■ TEXT SECTION:
^^^^^^^^^^^^^^^^

Skip to main content
v2026.1714 entries · CC-BY 4.0

Implementation checklistTrack B

Implementing the Research data infrastructure vocabulary

Repository directors, RDM service leads, and CRIS administrators integrating institutional repositories with trusted external repositories and federated infrastructure.

When to apply When choosing or certifying a data repository, when wiring deposit handoffs between an institutional CRIS and disciplinary repositories, or when surfacing EOSC- or FAIR-aligned trust signals on a public dataset record.

Before you start

Prerequisites

What needs to be in place before you operationalise Research data infrastructure terminology in your CRIS or repository.

  • An institutional repository (DSpace, EPrints, Dataverse, Invenio) or a CRIS with a repository-tools layer
  • A clear separation between institutional-of-record storage and disciplinary repositories (avoid duplicate-master records)
  • Familiarity with CoreTrustSeal, nestor, ISO 16363, or comparable trust frameworks
  • A data classification scheme (open, restricted, controlled, embargoed) that aligns with your access-control layer
  • Knowledge of which disciplinary repositories your researchers actually use (GenBank, PDB, GEO, ICPSR, UK Data Service, etc.)

Deployment

Five steps to deploy

Each step is small enough to land in a single sprint or a single sitting with the relevant CRIS administrator. Follow in order.

  1. Define your repository-of-record policy

    For every domain your researchers publish in, document which external repository is canonical (e.g. genomics → GenBank, social sciences → UK Data Service or ICPSR). The institutional repository carries the metadata record and a link, not duplicate primary files.

  2. Capture trust-framework status as structured metadata

    On each repository record, store coretrustseal_certified (boolean + date), nestor_seal status, ISO 16363 audit date, and an EOSC-EOSC_Future trust-tier value. These drive funder-mandate compliance reporting.

  3. Wire deposit handoffs

    For each canonical external repository, set up a deposit-or-link workflow: structured forms, SWORD or REST API push where supported (Dataverse, Zenodo, Figshare, DataCite), or a documented manual hand-off with a tracked link.

  4. Surface access-control state on every record

    Distinguish open, controlled, embargoed, and restricted at the record level. Controlled-access records need a documented access-request mechanism and an audit trail; institutional repositories often lack this and must integrate with a data-access-committee tool.

  5. Cross-walk with the federated layer

    Register the institutional repository with OpenAIRE, DataCite, and the relevant national aggregator (UK SHERPA, NL NARCIS, US Data.gov-adjacent). Confirm record schema validates upstream — most failures here are missing license or missing related-identifier fields.

^^^^^^^^^^^^^^^^

[Text-to-region grounding material]
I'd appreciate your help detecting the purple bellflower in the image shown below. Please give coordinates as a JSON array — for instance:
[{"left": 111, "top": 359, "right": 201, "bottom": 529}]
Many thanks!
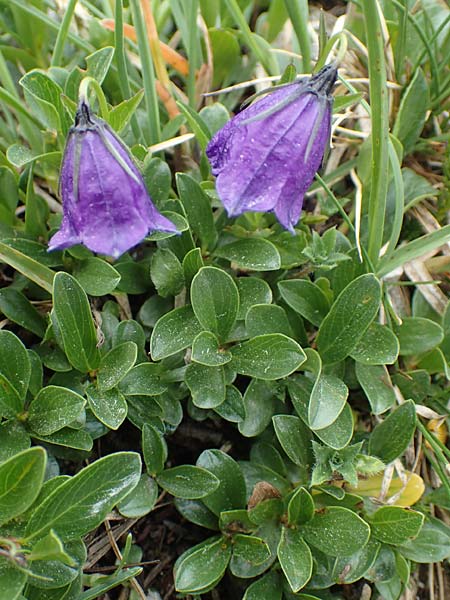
[
  {"left": 206, "top": 65, "right": 337, "bottom": 233},
  {"left": 48, "top": 100, "right": 177, "bottom": 258}
]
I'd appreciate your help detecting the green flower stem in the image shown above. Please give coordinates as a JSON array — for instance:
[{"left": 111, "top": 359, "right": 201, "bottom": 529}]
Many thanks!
[
  {"left": 50, "top": 0, "right": 77, "bottom": 67},
  {"left": 314, "top": 32, "right": 348, "bottom": 73},
  {"left": 362, "top": 0, "right": 389, "bottom": 266},
  {"left": 221, "top": 0, "right": 279, "bottom": 75},
  {"left": 78, "top": 77, "right": 109, "bottom": 122},
  {"left": 316, "top": 173, "right": 375, "bottom": 273},
  {"left": 284, "top": 0, "right": 311, "bottom": 73},
  {"left": 417, "top": 418, "right": 450, "bottom": 464},
  {"left": 186, "top": 0, "right": 198, "bottom": 109},
  {"left": 130, "top": 0, "right": 161, "bottom": 146},
  {"left": 114, "top": 0, "right": 141, "bottom": 141}
]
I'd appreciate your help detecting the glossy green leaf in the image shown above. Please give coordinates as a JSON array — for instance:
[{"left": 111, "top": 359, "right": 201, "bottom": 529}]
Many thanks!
[
  {"left": 238, "top": 379, "right": 275, "bottom": 437},
  {"left": 288, "top": 487, "right": 314, "bottom": 525},
  {"left": 185, "top": 363, "right": 226, "bottom": 408},
  {"left": 119, "top": 363, "right": 167, "bottom": 396},
  {"left": 191, "top": 267, "right": 239, "bottom": 341},
  {"left": 231, "top": 333, "right": 306, "bottom": 380},
  {"left": 142, "top": 423, "right": 167, "bottom": 475},
  {"left": 53, "top": 272, "right": 100, "bottom": 373},
  {"left": 277, "top": 527, "right": 313, "bottom": 592},
  {"left": 0, "top": 329, "right": 31, "bottom": 409},
  {"left": 245, "top": 304, "right": 292, "bottom": 337},
  {"left": 117, "top": 473, "right": 159, "bottom": 519},
  {"left": 369, "top": 400, "right": 416, "bottom": 463},
  {"left": 191, "top": 331, "right": 231, "bottom": 367},
  {"left": 317, "top": 273, "right": 381, "bottom": 363},
  {"left": 150, "top": 248, "right": 184, "bottom": 298},
  {"left": 395, "top": 317, "right": 444, "bottom": 356},
  {"left": 0, "top": 242, "right": 55, "bottom": 294},
  {"left": 272, "top": 415, "right": 312, "bottom": 470},
  {"left": 0, "top": 447, "right": 47, "bottom": 524},
  {"left": 156, "top": 465, "right": 220, "bottom": 500},
  {"left": 86, "top": 385, "right": 128, "bottom": 429},
  {"left": 28, "top": 385, "right": 86, "bottom": 435},
  {"left": 150, "top": 306, "right": 202, "bottom": 360},
  {"left": 393, "top": 68, "right": 430, "bottom": 155},
  {"left": 243, "top": 571, "right": 283, "bottom": 600},
  {"left": 355, "top": 362, "right": 396, "bottom": 415},
  {"left": 230, "top": 533, "right": 270, "bottom": 577},
  {"left": 73, "top": 257, "right": 120, "bottom": 296},
  {"left": 0, "top": 558, "right": 27, "bottom": 600},
  {"left": 278, "top": 279, "right": 330, "bottom": 327},
  {"left": 175, "top": 537, "right": 231, "bottom": 594},
  {"left": 369, "top": 506, "right": 424, "bottom": 546},
  {"left": 214, "top": 238, "right": 281, "bottom": 271},
  {"left": 176, "top": 173, "right": 217, "bottom": 250},
  {"left": 398, "top": 517, "right": 450, "bottom": 563},
  {"left": 26, "top": 452, "right": 141, "bottom": 541},
  {"left": 97, "top": 342, "right": 137, "bottom": 391},
  {"left": 350, "top": 323, "right": 400, "bottom": 365},
  {"left": 197, "top": 450, "right": 247, "bottom": 515},
  {"left": 302, "top": 506, "right": 370, "bottom": 556},
  {"left": 175, "top": 498, "right": 219, "bottom": 531},
  {"left": 314, "top": 403, "right": 353, "bottom": 450},
  {"left": 0, "top": 287, "right": 47, "bottom": 338},
  {"left": 308, "top": 373, "right": 348, "bottom": 431},
  {"left": 236, "top": 277, "right": 272, "bottom": 319}
]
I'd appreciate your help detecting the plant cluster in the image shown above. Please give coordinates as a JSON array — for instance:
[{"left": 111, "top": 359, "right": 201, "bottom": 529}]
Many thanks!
[{"left": 0, "top": 0, "right": 450, "bottom": 600}]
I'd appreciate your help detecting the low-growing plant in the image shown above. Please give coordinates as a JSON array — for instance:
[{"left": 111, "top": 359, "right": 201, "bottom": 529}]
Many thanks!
[{"left": 0, "top": 0, "right": 450, "bottom": 600}]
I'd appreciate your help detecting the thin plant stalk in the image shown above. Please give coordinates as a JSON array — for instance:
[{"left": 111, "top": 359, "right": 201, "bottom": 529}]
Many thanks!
[
  {"left": 362, "top": 0, "right": 389, "bottom": 266},
  {"left": 130, "top": 0, "right": 161, "bottom": 146},
  {"left": 114, "top": 0, "right": 141, "bottom": 140},
  {"left": 284, "top": 0, "right": 311, "bottom": 73},
  {"left": 50, "top": 0, "right": 77, "bottom": 67},
  {"left": 221, "top": 0, "right": 279, "bottom": 75},
  {"left": 187, "top": 0, "right": 198, "bottom": 108}
]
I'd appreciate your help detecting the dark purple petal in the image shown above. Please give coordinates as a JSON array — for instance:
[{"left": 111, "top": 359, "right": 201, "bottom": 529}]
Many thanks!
[
  {"left": 206, "top": 67, "right": 336, "bottom": 231},
  {"left": 49, "top": 103, "right": 177, "bottom": 258}
]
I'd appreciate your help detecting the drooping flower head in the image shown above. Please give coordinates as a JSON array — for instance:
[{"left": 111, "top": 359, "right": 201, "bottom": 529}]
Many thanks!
[
  {"left": 206, "top": 65, "right": 337, "bottom": 232},
  {"left": 48, "top": 100, "right": 177, "bottom": 258}
]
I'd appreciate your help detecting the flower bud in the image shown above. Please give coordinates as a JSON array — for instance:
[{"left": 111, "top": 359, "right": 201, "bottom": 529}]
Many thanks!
[
  {"left": 206, "top": 65, "right": 337, "bottom": 232},
  {"left": 48, "top": 100, "right": 177, "bottom": 258}
]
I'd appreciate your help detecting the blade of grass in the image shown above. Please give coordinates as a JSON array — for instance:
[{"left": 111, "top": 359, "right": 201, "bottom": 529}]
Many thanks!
[
  {"left": 130, "top": 0, "right": 161, "bottom": 146},
  {"left": 0, "top": 242, "right": 55, "bottom": 294},
  {"left": 362, "top": 0, "right": 389, "bottom": 265},
  {"left": 378, "top": 225, "right": 450, "bottom": 277},
  {"left": 114, "top": 0, "right": 141, "bottom": 141},
  {"left": 8, "top": 0, "right": 96, "bottom": 54},
  {"left": 221, "top": 0, "right": 279, "bottom": 75},
  {"left": 284, "top": 0, "right": 311, "bottom": 73},
  {"left": 383, "top": 139, "right": 405, "bottom": 260},
  {"left": 50, "top": 0, "right": 78, "bottom": 67}
]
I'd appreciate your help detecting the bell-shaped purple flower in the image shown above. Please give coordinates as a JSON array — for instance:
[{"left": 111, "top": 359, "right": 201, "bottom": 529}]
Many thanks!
[
  {"left": 206, "top": 65, "right": 337, "bottom": 232},
  {"left": 48, "top": 101, "right": 177, "bottom": 258}
]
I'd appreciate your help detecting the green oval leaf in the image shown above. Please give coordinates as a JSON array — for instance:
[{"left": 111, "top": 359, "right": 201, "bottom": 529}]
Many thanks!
[
  {"left": 277, "top": 527, "right": 313, "bottom": 592},
  {"left": 191, "top": 267, "right": 239, "bottom": 341},
  {"left": 175, "top": 537, "right": 231, "bottom": 594},
  {"left": 53, "top": 272, "right": 100, "bottom": 373},
  {"left": 26, "top": 452, "right": 141, "bottom": 541},
  {"left": 317, "top": 273, "right": 381, "bottom": 363},
  {"left": 302, "top": 506, "right": 370, "bottom": 556},
  {"left": 231, "top": 333, "right": 306, "bottom": 380},
  {"left": 369, "top": 400, "right": 416, "bottom": 463},
  {"left": 0, "top": 446, "right": 47, "bottom": 525},
  {"left": 214, "top": 238, "right": 281, "bottom": 271},
  {"left": 150, "top": 306, "right": 202, "bottom": 360},
  {"left": 28, "top": 385, "right": 86, "bottom": 435},
  {"left": 156, "top": 465, "right": 220, "bottom": 500}
]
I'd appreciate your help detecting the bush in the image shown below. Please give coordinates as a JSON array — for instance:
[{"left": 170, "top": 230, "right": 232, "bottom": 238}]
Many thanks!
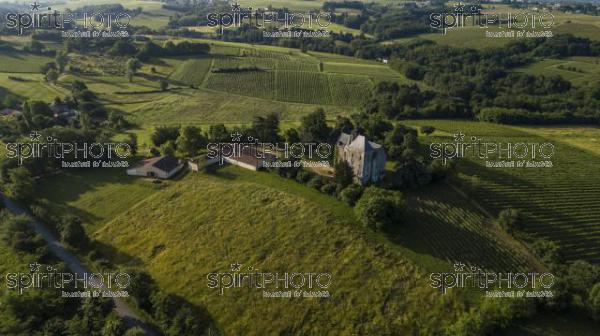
[
  {"left": 60, "top": 215, "right": 89, "bottom": 249},
  {"left": 307, "top": 175, "right": 326, "bottom": 190},
  {"left": 296, "top": 169, "right": 313, "bottom": 184},
  {"left": 354, "top": 187, "right": 404, "bottom": 231},
  {"left": 320, "top": 182, "right": 337, "bottom": 195},
  {"left": 340, "top": 184, "right": 363, "bottom": 206}
]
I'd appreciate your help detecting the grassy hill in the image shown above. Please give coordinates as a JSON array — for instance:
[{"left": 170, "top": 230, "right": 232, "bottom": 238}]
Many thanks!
[{"left": 35, "top": 167, "right": 466, "bottom": 334}]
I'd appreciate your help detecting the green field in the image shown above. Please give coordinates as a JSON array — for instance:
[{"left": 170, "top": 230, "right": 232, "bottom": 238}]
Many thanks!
[
  {"left": 409, "top": 121, "right": 600, "bottom": 263},
  {"left": 519, "top": 57, "right": 600, "bottom": 86},
  {"left": 418, "top": 4, "right": 600, "bottom": 49},
  {"left": 34, "top": 166, "right": 474, "bottom": 334},
  {"left": 169, "top": 57, "right": 212, "bottom": 85},
  {"left": 0, "top": 51, "right": 54, "bottom": 74}
]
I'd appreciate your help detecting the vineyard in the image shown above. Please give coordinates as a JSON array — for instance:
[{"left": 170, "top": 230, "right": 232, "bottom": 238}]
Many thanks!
[
  {"left": 183, "top": 44, "right": 407, "bottom": 106},
  {"left": 206, "top": 71, "right": 277, "bottom": 99},
  {"left": 410, "top": 121, "right": 600, "bottom": 263},
  {"left": 395, "top": 185, "right": 531, "bottom": 272}
]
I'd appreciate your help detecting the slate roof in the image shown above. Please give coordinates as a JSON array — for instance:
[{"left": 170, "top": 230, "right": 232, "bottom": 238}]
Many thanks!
[{"left": 133, "top": 155, "right": 179, "bottom": 173}]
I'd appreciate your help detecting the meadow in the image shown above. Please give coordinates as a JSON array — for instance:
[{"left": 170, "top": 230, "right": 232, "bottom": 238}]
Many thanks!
[
  {"left": 418, "top": 4, "right": 600, "bottom": 49},
  {"left": 34, "top": 166, "right": 468, "bottom": 334},
  {"left": 518, "top": 56, "right": 600, "bottom": 86}
]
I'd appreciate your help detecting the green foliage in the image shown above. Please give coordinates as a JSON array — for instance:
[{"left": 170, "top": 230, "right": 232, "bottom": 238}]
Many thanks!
[
  {"left": 354, "top": 187, "right": 404, "bottom": 231},
  {"left": 2, "top": 167, "right": 34, "bottom": 200},
  {"left": 150, "top": 126, "right": 180, "bottom": 147},
  {"left": 300, "top": 109, "right": 331, "bottom": 143},
  {"left": 60, "top": 215, "right": 89, "bottom": 249},
  {"left": 498, "top": 209, "right": 523, "bottom": 234},
  {"left": 176, "top": 126, "right": 207, "bottom": 158},
  {"left": 588, "top": 282, "right": 600, "bottom": 321},
  {"left": 54, "top": 52, "right": 69, "bottom": 72},
  {"left": 160, "top": 140, "right": 177, "bottom": 156},
  {"left": 160, "top": 79, "right": 169, "bottom": 91},
  {"left": 340, "top": 184, "right": 363, "bottom": 206}
]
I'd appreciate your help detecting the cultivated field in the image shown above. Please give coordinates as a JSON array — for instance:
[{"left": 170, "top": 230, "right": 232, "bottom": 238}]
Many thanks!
[
  {"left": 409, "top": 121, "right": 600, "bottom": 263},
  {"left": 519, "top": 57, "right": 600, "bottom": 86}
]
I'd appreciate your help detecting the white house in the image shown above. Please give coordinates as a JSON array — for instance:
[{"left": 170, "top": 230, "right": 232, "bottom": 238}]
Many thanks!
[
  {"left": 127, "top": 156, "right": 183, "bottom": 179},
  {"left": 336, "top": 133, "right": 387, "bottom": 185}
]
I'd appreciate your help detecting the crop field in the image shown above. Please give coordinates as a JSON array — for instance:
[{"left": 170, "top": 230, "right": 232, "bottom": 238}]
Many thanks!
[
  {"left": 408, "top": 121, "right": 600, "bottom": 263},
  {"left": 0, "top": 73, "right": 67, "bottom": 101},
  {"left": 400, "top": 185, "right": 535, "bottom": 272},
  {"left": 213, "top": 57, "right": 319, "bottom": 72},
  {"left": 419, "top": 4, "right": 600, "bottom": 49},
  {"left": 169, "top": 57, "right": 212, "bottom": 85},
  {"left": 206, "top": 71, "right": 277, "bottom": 99},
  {"left": 519, "top": 56, "right": 600, "bottom": 86}
]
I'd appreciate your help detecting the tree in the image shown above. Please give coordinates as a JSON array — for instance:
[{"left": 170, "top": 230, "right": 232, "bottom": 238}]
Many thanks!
[
  {"left": 354, "top": 187, "right": 404, "bottom": 231},
  {"left": 208, "top": 124, "right": 231, "bottom": 142},
  {"left": 125, "top": 133, "right": 138, "bottom": 155},
  {"left": 498, "top": 209, "right": 523, "bottom": 234},
  {"left": 340, "top": 184, "right": 363, "bottom": 206},
  {"left": 160, "top": 140, "right": 177, "bottom": 156},
  {"left": 3, "top": 166, "right": 33, "bottom": 200},
  {"left": 588, "top": 282, "right": 600, "bottom": 321},
  {"left": 283, "top": 128, "right": 300, "bottom": 144},
  {"left": 177, "top": 126, "right": 207, "bottom": 157},
  {"left": 102, "top": 313, "right": 125, "bottom": 336},
  {"left": 46, "top": 69, "right": 58, "bottom": 83},
  {"left": 127, "top": 58, "right": 142, "bottom": 82},
  {"left": 333, "top": 160, "right": 354, "bottom": 188},
  {"left": 123, "top": 327, "right": 146, "bottom": 336},
  {"left": 160, "top": 79, "right": 169, "bottom": 91},
  {"left": 564, "top": 260, "right": 600, "bottom": 294},
  {"left": 60, "top": 215, "right": 89, "bottom": 248},
  {"left": 421, "top": 126, "right": 435, "bottom": 135},
  {"left": 300, "top": 108, "right": 331, "bottom": 143},
  {"left": 54, "top": 52, "right": 69, "bottom": 72}
]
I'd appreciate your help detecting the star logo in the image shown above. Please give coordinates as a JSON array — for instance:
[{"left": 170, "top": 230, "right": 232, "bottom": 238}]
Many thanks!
[
  {"left": 454, "top": 261, "right": 466, "bottom": 272},
  {"left": 231, "top": 261, "right": 242, "bottom": 272},
  {"left": 231, "top": 132, "right": 242, "bottom": 142},
  {"left": 29, "top": 261, "right": 42, "bottom": 273},
  {"left": 454, "top": 132, "right": 465, "bottom": 142},
  {"left": 29, "top": 1, "right": 40, "bottom": 11},
  {"left": 29, "top": 132, "right": 42, "bottom": 141}
]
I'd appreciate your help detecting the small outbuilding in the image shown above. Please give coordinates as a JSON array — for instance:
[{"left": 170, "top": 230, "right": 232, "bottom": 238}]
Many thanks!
[{"left": 127, "top": 155, "right": 183, "bottom": 179}]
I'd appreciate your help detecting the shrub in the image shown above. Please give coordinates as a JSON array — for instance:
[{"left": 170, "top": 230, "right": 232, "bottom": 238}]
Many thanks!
[
  {"left": 320, "top": 182, "right": 337, "bottom": 195},
  {"left": 340, "top": 184, "right": 363, "bottom": 206},
  {"left": 354, "top": 187, "right": 404, "bottom": 231},
  {"left": 60, "top": 215, "right": 89, "bottom": 248},
  {"left": 308, "top": 175, "right": 326, "bottom": 190},
  {"left": 296, "top": 169, "right": 313, "bottom": 183}
]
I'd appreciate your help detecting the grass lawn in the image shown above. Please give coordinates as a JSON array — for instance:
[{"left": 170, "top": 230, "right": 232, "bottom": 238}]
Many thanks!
[
  {"left": 89, "top": 166, "right": 472, "bottom": 334},
  {"left": 36, "top": 168, "right": 162, "bottom": 232}
]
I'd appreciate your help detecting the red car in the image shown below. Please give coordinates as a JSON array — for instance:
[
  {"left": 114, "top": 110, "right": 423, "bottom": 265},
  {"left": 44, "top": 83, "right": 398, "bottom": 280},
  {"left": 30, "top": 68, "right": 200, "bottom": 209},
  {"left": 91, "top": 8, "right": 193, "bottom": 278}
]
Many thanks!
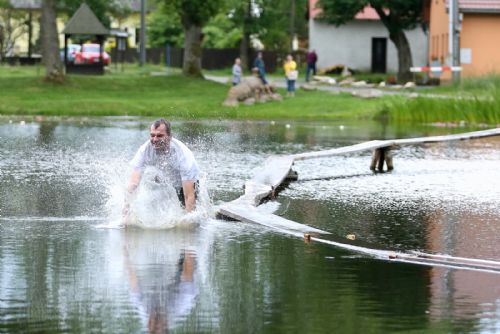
[{"left": 75, "top": 44, "right": 110, "bottom": 65}]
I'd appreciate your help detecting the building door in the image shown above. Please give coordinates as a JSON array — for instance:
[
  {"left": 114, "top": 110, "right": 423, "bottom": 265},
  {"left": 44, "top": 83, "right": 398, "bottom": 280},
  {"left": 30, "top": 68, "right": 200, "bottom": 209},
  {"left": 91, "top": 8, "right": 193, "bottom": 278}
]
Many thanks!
[{"left": 372, "top": 37, "right": 387, "bottom": 73}]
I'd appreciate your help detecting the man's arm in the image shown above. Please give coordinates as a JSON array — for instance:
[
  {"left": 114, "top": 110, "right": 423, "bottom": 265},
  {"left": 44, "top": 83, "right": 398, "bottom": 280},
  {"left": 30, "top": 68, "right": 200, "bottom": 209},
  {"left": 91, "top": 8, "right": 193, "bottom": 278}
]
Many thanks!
[
  {"left": 122, "top": 170, "right": 142, "bottom": 216},
  {"left": 127, "top": 170, "right": 142, "bottom": 194},
  {"left": 182, "top": 181, "right": 196, "bottom": 212}
]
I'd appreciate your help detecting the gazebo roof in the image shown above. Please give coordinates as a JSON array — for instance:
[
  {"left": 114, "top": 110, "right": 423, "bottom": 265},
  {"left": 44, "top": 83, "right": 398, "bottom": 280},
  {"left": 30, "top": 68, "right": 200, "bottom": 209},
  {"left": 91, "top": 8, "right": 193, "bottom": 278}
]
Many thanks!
[{"left": 63, "top": 3, "right": 109, "bottom": 35}]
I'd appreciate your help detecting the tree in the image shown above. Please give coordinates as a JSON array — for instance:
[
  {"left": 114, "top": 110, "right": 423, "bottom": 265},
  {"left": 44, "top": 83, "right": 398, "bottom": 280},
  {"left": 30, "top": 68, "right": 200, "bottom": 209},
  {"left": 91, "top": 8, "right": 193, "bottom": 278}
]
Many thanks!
[
  {"left": 55, "top": 0, "right": 115, "bottom": 28},
  {"left": 0, "top": 0, "right": 28, "bottom": 60},
  {"left": 318, "top": 0, "right": 423, "bottom": 81},
  {"left": 163, "top": 0, "right": 222, "bottom": 77},
  {"left": 202, "top": 13, "right": 242, "bottom": 49},
  {"left": 147, "top": 4, "right": 184, "bottom": 48},
  {"left": 40, "top": 0, "right": 64, "bottom": 82}
]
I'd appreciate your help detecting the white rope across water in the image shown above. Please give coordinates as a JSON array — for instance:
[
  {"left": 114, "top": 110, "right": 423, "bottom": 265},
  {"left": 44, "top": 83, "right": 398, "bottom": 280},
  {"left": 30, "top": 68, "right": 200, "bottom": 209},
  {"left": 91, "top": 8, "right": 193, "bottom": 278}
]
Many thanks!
[{"left": 219, "top": 128, "right": 500, "bottom": 274}]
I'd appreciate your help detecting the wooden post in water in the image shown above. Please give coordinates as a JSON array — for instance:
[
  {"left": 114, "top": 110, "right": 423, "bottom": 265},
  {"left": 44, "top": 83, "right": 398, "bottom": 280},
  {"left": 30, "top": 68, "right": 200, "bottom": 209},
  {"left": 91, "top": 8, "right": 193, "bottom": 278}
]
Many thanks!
[{"left": 370, "top": 147, "right": 394, "bottom": 173}]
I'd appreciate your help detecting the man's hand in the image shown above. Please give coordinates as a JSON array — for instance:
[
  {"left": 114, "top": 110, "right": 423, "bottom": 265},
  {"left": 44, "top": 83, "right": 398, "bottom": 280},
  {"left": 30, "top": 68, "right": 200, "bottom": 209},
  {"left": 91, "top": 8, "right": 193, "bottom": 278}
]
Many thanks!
[{"left": 182, "top": 181, "right": 196, "bottom": 212}]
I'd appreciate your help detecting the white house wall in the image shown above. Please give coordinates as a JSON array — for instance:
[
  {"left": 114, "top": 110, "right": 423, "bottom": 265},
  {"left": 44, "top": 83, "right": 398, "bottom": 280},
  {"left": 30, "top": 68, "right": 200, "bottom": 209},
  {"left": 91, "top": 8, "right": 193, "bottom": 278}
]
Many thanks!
[{"left": 309, "top": 19, "right": 427, "bottom": 72}]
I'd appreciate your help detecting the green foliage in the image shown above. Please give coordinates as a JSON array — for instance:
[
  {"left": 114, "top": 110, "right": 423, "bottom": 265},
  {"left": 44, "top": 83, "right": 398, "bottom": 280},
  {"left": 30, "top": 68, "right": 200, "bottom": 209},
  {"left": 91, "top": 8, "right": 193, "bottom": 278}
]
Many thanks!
[
  {"left": 379, "top": 89, "right": 500, "bottom": 125},
  {"left": 147, "top": 5, "right": 184, "bottom": 48},
  {"left": 56, "top": 0, "right": 118, "bottom": 28},
  {"left": 202, "top": 14, "right": 242, "bottom": 49},
  {"left": 256, "top": 0, "right": 308, "bottom": 52},
  {"left": 159, "top": 0, "right": 223, "bottom": 28},
  {"left": 318, "top": 0, "right": 423, "bottom": 32}
]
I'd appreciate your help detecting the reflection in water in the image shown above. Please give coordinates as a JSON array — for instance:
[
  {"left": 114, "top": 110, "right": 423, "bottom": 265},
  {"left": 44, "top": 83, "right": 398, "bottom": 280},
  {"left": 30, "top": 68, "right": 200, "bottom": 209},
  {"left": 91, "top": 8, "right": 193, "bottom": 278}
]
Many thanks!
[
  {"left": 0, "top": 119, "right": 500, "bottom": 333},
  {"left": 123, "top": 228, "right": 199, "bottom": 333}
]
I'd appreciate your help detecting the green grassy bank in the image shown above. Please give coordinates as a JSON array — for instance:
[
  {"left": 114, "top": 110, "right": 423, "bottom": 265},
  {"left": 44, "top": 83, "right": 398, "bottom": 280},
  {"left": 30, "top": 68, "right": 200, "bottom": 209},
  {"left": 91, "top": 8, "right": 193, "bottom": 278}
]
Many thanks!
[
  {"left": 379, "top": 76, "right": 500, "bottom": 126},
  {"left": 0, "top": 67, "right": 383, "bottom": 120},
  {"left": 0, "top": 65, "right": 500, "bottom": 126}
]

^^^^^^^^^^^^^^^^

■ WORK INSTRUCTION A: In the research data infrastructure checklist, what two things do controlled-access records need?
■ WORK INSTRUCTION B: Write the next part of the research data infrastructure checklist, continuing from its final sentence.

■ ANSWER SPACE A: A documented access-request mechanism and an audit trail.

■ ANSWER SPACE B:
Worked example

Sample workflow

A realistic walk-through of a single record passing through the Research data infrastructure pipeline once the checklist is in production.

A research data steward receives a deposit request for a 40-GB genomics dataset linked to a forthcoming paper. The dataset is large and domain-specific, so the canonical-repository rule sends the primary files to GenBank rather than the institutional repository. The depositor uploads to GenBank via the lab's usual flow; on accession-number return, the steward creates an institutional metadata record that carries the GenBank accession as a structured relatedIdentifier, the dataset license, the linked-publication DOI, and a CoreTrustSeal flag inherited from GenBank's certification. Because the data classification is "controlled" (patient sequence data), an access-control statement and the data-access-committee URL are attached. The institutional record mints a DataCite DOI, gets harvested into the national aggregator and OpenAIRE, and surfaces on the contributors' ORCID profiles — all without duplicating the 40 GB of primary files.

Integration points

CRIS and repository systems

Vendor-specific notes on where this vocabulary fits in real research-information systems. Names appear here only where there is public field evidence — they are not vendor partnerships.

Dataverse

Native CoreTrustSeal-friendly; supports DataCite DOI minting, structured access requests, and SWORD deposit from upstream CRIS. Strong fit for institutional-of-record metadata when primary files live elsewhere.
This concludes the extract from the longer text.